## EXCERPTED TEXT
The deceased is obviously a US citizen and presumably of US domicile and the fact the death occurs in the UK is irrelevant.

All procedures for payment of the Insurance monies in accordance with the terms of the Policy will be the same as if he died in the US with the one exception that the original Death Certificate will be issued in the UK - assuming his death can be certified and there is a body and he didn't drown while sailing on his own...

#

Re the third section once the Executors are confirmed as such through Probate formalities they stand in the shoes of the deceased and settle his affairs. The money would generally be paid to the Executors on presentation of Probate and form part of the deceased's estate.

Any help?


I have many questions regarding several types of insurance in the US.

My first set of questions have to do with Insurance for Burglary, Theft, and Robbery.

The person had been robbed by a burglar. The person calls the cops and their insurance company and report it.

Insurance claims in a robbery (large value items), how is the process handled?

Do the cops investigate it? Does the insurance company investigates it also? Do they work together?

How long does it take to do the investigation? What is the turn around time in the investigation?

What type of paperwork is filed? What is the process like?

Do they interview people?

How long does it take before the insurance company writes a check to the person that has been robbed?


My second set of questions have to do with Life Insurance.

The person is a US citizen, they have a life insurance policy with a Insurance company with in the US. They die outside of the US, lets say while on vacation. They have a will and they leave their assets to someone living in the US.

What is the process with the insurance company?

What type of paperwork is filed? Would the Death Certificate be from another country?

Does the insurance company get a copy of the will?

What is the process like?


My third set of questions have to do with a combination of both.

If the person has a pending insurance claim for both loss from a burglary, and they die while it is pending what happens?

Does the insurance money go to the person named in the will?

Thank you for taking the time to help me!

REMLIG
07-13-2012, 11:34 PM
I still have questions.


The person had been robbed by a burglar. The person calls the cops and their insurance company and report it.

Insurance claims in a robbery (large value items), how is the process handled?

Do the cops investigate it? Does the insurance company investigates it also? Do they work together?

How long does it take to do the investigation?

## GIVEN ENTRIES

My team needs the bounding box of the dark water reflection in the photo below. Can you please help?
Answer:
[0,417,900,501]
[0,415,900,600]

---

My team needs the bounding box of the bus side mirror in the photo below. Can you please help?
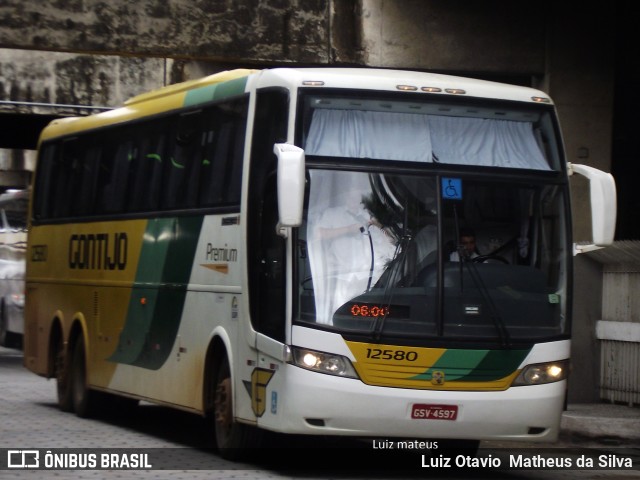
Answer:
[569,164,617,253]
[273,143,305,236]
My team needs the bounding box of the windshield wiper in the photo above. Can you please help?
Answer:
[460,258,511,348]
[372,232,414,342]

---

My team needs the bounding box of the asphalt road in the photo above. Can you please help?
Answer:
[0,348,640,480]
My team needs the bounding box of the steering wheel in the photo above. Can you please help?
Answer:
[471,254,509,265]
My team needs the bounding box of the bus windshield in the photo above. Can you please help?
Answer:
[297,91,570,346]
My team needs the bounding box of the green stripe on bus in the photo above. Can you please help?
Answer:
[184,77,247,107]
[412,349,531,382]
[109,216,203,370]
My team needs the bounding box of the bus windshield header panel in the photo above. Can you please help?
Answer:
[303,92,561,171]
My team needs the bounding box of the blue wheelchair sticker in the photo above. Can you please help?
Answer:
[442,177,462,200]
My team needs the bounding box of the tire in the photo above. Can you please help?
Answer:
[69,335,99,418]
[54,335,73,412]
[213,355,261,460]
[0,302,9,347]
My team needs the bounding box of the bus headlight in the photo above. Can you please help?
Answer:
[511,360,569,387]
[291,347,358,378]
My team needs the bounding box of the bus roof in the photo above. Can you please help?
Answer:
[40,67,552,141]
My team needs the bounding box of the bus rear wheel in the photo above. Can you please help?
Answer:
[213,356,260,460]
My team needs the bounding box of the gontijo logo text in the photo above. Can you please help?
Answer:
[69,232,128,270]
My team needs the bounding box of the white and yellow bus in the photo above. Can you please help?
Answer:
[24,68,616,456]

## EXERCISE 1
Please print the insurance thread between "If the person" and "in the will?", inclusive.
## EXERCISE 2
In the insurance thread, to whom would the money generally be paid on presentation of Probate?

## PROBLEM SOLUTION 1
If the person has a pending insurance claim for both loss from a burglary, and they die while it is pending what happens?

Does the insurance money go to the person named in the will?

## PROBLEM SOLUTION 2
The Executors.